***** Records shown *****

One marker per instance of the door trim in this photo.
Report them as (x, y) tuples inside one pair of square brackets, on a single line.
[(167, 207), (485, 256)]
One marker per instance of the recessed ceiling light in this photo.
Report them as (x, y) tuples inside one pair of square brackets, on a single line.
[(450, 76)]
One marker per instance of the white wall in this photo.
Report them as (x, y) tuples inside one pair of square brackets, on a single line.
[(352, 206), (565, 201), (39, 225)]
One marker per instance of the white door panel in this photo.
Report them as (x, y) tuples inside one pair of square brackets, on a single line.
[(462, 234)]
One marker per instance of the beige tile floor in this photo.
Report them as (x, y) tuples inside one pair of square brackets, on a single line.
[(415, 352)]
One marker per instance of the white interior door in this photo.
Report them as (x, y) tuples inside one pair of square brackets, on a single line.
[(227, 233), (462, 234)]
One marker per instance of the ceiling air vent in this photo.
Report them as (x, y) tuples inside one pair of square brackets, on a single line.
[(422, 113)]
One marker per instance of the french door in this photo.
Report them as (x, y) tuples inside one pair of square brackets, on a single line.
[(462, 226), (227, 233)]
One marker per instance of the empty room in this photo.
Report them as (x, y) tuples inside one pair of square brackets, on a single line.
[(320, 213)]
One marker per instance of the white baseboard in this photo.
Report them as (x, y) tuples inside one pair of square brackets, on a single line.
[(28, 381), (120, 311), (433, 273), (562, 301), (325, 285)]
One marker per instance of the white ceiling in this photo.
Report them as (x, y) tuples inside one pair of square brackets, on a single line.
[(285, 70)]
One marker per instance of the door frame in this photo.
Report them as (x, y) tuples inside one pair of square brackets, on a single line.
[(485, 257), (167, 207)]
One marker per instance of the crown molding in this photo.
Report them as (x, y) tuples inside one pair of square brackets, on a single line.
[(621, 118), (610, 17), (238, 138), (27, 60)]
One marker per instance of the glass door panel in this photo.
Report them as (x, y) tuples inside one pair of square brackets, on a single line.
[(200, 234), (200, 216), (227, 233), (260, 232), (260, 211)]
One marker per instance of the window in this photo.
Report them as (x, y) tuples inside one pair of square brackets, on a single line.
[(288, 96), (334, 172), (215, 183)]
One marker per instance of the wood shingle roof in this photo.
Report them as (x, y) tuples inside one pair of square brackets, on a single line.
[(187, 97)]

*****

__Requirements__.
Could you retype every one of the records above word for word, without changing or leaving out anything?

__Full solution__.
One marker per instance of the door trim in this photo.
Report them as (x, y) tuples inside one pair of square brackets, on a single line.
[(167, 207), (485, 256)]
One marker per instance of the recessed ceiling light in this photo.
Report them as (x, y) tuples inside one pair of square brackets, on a single line.
[(450, 76)]
One marker per instance of the white wall in this photo.
Report them as (x, y) tuples inside one pair of square brackets, on a single line.
[(352, 206), (565, 201), (39, 225)]
One marker per instance of the white door panel in this photo.
Report them as (x, y) tuples inside one pair of square brackets, on a single line.
[(462, 234)]
One marker per instance of the beige tile floor in this photo.
Report them as (x, y) tuples inside one pair of square brackets, on a single line.
[(415, 352)]
One marker per instance of the white interior door in this photo.
Report them as (x, y) tuples inside one pair of square brackets, on a single line.
[(227, 233), (462, 234)]
One marker per instance of the ceiling air vent in this photo.
Report them as (x, y) tuples inside one pair of square brackets, on a single line.
[(422, 113)]
One marker per instance of the french door in this photo.
Report them as (x, y) tuples inside one pair of square brackets, on a single line.
[(462, 226), (227, 233)]
One marker per instance of the empty room in this photo.
Report them as (x, y) tuples inside one pair of square brackets, on a single line.
[(320, 213)]
One marker per instance of the white baseboard in this photo.
Report them as (x, y) tuples inside one pair of square brackets, on a single line.
[(28, 381), (120, 311), (433, 273), (562, 301), (325, 285)]
One marker per instance of the white ceiling in this photo.
Report them as (x, y) tuples inside one pair of square brackets, on a single line.
[(285, 70)]
One marker per instance of the door frame in this photo.
Report them as (x, y) tuples inside one pair of square brackets, on a single line.
[(485, 257), (167, 207)]
One marker per instance of the crown molding in this photo.
Report them as (x, y) tuples inside one pair of square brackets, on a single line.
[(621, 118), (610, 17), (238, 138), (27, 60)]
One marker per instance of the glass door panel in this photo.
Report them as (x, y) tuples inside one pair of square brackets, on a single line.
[(200, 234), (200, 216), (227, 233), (260, 232), (260, 211)]
One marker per instance of the window in this photo.
Report them as (x, y) tuples inside one pair of square brackets, on a single line.
[(288, 96), (334, 172), (215, 183)]
One marker per instance of the wood shingle roof in this photo.
Report them as (x, y) tuples inside one pair of square brackets, on a single line.
[(187, 97)]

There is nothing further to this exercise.